Tasks to perform:
1. Transcribe the flood-recovery passage below, starting with "In the case" and going on through "both ecological zones.".
2. Decide whether each statement agrees with the flood-recovery passage below. Answer yes or no for each, and quote the words from the passage that settle it.
(a) In FPZ, 91.2% of the 34 respondents reported having financial savings.
(b) Focus group participants in FPZ said their savings were usually enough to recover from flood catastrophes.
(c) In NFPZ, 21.7% of respondents said they depend on insurance.
3. Summarize the flood-recovery passage below in two sentences.
[[ Excerpted passage open ]]
In the case of those who had some means of sustenance, they were further inquired about the specific means of sustenance in anticipation of flood disasters. As summarised in Table 6 , out of the 34 respondents in FPZ, 91.2% indicated that they had financial savings (referred to as Susu in Ghanaian parlance) as a recovery plan, while only 8.8% indicating that they rely on insurance. On the other hand, out of 23 respondents in NFPZ, 78.3% indicated that they had financial savings, while 21.7% indicated that they depend on insurance. The results thus show that a large proportion of respondents (about 71.7% and 71.2% in FPZ and NFPZ respectively) had no means of sustaining themselves to face flood disasters. For those who had some means of sustenance, they largely depended on their financial savings, and this was the situation across both ecological zones.

According to Grothmann and Reusswig (2004), self-protective behaviours by residents of flood-prone urban areas could help to scale down flood damage monetarily by 80%, which thus reduces the need for public flood risk management. Hence, this research further probed into the sufficiency of financial savings for the full recovery of residents from flood catastrophes. During the focus group discussions in FPZ, participants opined that their financial savings were often inadequate, and thus unlike Grothmann and Reusswig’s (2004) claim, couldn’t be sufficient to resuscitate them from flood catastrophes. A 62-year-old former teacher who participated in the focus group discussion held on 03 October 2015 in Old Zongo related as follows:

Some of the people here can do Susu, a lot of people too cannot do it because they don’t have the money. Even many people here pay their children’s school fees, they go to hospital when they are sick, and it is this same small ‘Susu’ that they take to do these things. So, when serious floods happen, and affects them, how much more will they have to cater for themselves from the small susu. They can buy food for some few months then the money finish. If their families too cannot contribute much, then even the small children may have to go to the market side to get something to do so they can survive.
[[ Excerpted passage closed ]]
[[ Records open ]]
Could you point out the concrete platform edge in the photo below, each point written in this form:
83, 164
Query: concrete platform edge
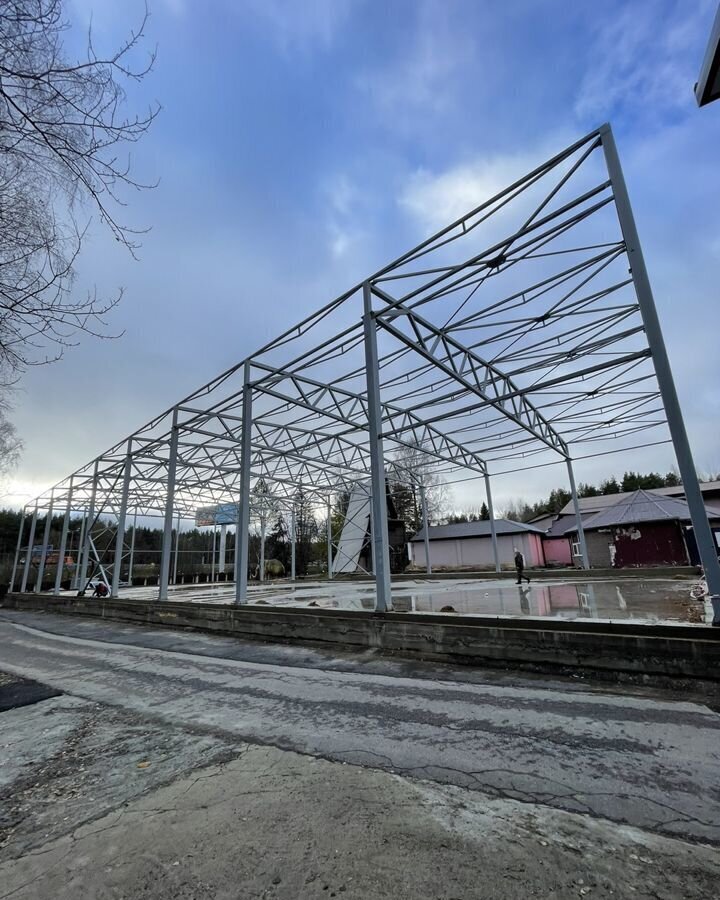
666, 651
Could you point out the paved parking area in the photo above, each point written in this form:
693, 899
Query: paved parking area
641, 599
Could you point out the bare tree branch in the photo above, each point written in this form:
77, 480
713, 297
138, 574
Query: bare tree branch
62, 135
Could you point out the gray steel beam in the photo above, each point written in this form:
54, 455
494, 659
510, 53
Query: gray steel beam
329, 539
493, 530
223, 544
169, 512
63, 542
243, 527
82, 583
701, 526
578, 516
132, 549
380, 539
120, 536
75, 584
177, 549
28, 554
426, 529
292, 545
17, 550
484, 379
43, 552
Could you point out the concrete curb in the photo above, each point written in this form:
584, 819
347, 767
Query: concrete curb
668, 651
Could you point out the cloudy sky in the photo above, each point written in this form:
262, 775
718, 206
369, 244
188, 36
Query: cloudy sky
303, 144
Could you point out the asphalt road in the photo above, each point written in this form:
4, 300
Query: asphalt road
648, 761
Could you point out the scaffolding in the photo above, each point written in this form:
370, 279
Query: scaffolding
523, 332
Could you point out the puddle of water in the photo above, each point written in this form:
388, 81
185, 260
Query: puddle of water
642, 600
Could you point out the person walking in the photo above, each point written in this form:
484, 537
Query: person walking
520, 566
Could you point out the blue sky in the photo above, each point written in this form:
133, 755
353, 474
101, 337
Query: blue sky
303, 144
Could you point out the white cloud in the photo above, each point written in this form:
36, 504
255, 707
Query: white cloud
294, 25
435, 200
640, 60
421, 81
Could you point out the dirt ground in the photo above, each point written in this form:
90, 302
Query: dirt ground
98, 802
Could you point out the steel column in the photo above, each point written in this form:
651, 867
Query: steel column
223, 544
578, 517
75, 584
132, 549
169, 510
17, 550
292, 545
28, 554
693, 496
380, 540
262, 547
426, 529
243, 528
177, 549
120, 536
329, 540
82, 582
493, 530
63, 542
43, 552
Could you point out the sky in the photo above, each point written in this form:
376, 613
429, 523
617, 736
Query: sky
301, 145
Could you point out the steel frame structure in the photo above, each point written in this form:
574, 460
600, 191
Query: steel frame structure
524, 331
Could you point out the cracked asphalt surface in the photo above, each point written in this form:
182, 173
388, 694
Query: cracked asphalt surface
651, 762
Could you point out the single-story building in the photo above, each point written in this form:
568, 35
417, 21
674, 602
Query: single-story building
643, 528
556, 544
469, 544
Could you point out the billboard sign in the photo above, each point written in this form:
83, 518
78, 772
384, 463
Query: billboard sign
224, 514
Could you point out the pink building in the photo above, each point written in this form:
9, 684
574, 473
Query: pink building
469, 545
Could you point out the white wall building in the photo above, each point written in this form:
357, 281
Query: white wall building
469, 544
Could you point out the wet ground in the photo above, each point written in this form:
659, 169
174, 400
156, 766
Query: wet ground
[[ Records closed ]]
Task responses:
1.
In the case of those who had some means of sustenance, they were further inquired about the specific means of sustenance in anticipation of flood disasters. As summarised in Table 6 , out of the 34 respondents in FPZ, 91.2% indicated that they had financial savings (referred to as Susu in Ghanaian parlance) as a recovery plan, while only 8.8% indicating that they rely on insurance. On the other hand, out of 23 respondents in NFPZ, 78.3% indicated that they had financial savings, while 21.7% indicated that they depend on insurance. The results thus show that a large proportion of respondents (about 71.7% and 71.2% in FPZ and NFPZ respectively) had no means of sustaining themselves to face flood disasters. For those who had some means of sustenance, they largely depended on their financial savings, and this was the situation across both ecological zones.

2.
(a) Yes: "out of the 34 respondents in FPZ, 91.2% indicated that they had financial savings"
(b) No: "participants opined that their financial savings were often inadequate"
(c) Yes: "while 21.7% indicated that they depend on insurance"

3. Respondents who had some means of sustaining themselves through flood disasters relied mostly on financial savings, known as Susu, rather than insurance, and this held in both ecological zones. Focus group participants in FPZ, however, said these savings were often inadequate for recovery, because many people cannot save at all and the small savings also go toward school fees and hospital visits.